__WORK TO BE COMPLETED__. Copy every item below word for word, but leave out the pictures.

__EXTRACTED DATA__.
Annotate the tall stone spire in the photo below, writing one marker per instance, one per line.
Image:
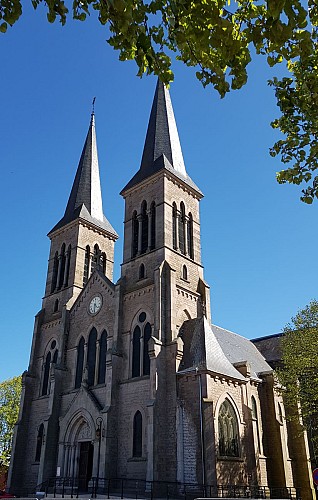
(162, 149)
(85, 200)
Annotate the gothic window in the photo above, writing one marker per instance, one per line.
(103, 262)
(46, 376)
(68, 262)
(91, 357)
(146, 360)
(255, 420)
(56, 305)
(174, 226)
(280, 413)
(182, 241)
(55, 356)
(136, 352)
(144, 227)
(228, 431)
(96, 257)
(62, 266)
(141, 271)
(184, 272)
(39, 442)
(153, 226)
(190, 236)
(140, 357)
(55, 270)
(80, 363)
(86, 265)
(137, 435)
(135, 234)
(102, 358)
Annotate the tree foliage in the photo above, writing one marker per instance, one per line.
(299, 374)
(218, 38)
(10, 393)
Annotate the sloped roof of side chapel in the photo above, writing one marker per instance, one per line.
(162, 149)
(85, 200)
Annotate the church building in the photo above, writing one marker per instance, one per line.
(131, 380)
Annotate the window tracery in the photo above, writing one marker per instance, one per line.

__WRITTEN RESPONSE__.
Annotate the tall stone spire in the photo below, writing one marker per instance, one per line.
Image:
(162, 149)
(85, 200)
Annotate the gothic window in the photo above, writing one marker per instance, one per line.
(103, 262)
(46, 376)
(68, 262)
(91, 357)
(146, 360)
(255, 420)
(56, 305)
(174, 226)
(280, 413)
(182, 241)
(55, 356)
(136, 352)
(144, 227)
(228, 431)
(96, 257)
(62, 266)
(141, 271)
(184, 272)
(39, 442)
(153, 226)
(190, 236)
(140, 357)
(55, 270)
(80, 363)
(86, 265)
(137, 435)
(135, 234)
(102, 358)
Annotate the tree foliage in the photo above, writing one marker per instance, one per line.
(299, 374)
(218, 38)
(10, 393)
Annotate the sloped roof of side chapel in the photo above, writing one marker per instance, one per line.
(162, 149)
(85, 200)
Annotate the church building in the photo above, writing one marker per instance, one per line.
(131, 380)
Annotate the window tracery in the photo above, writing one marker per instance, one per line.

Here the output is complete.